Saved entries:
============================================================

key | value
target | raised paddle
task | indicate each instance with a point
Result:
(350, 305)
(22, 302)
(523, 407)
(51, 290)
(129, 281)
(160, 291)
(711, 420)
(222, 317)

============================================================

Task requirements:
Copy each entry exactly, leaving every line as it is.

Solution:
key | value
target | raised paddle
task | indicate each instance with a point
Result:
(350, 305)
(22, 302)
(523, 407)
(51, 290)
(129, 281)
(160, 291)
(711, 420)
(222, 317)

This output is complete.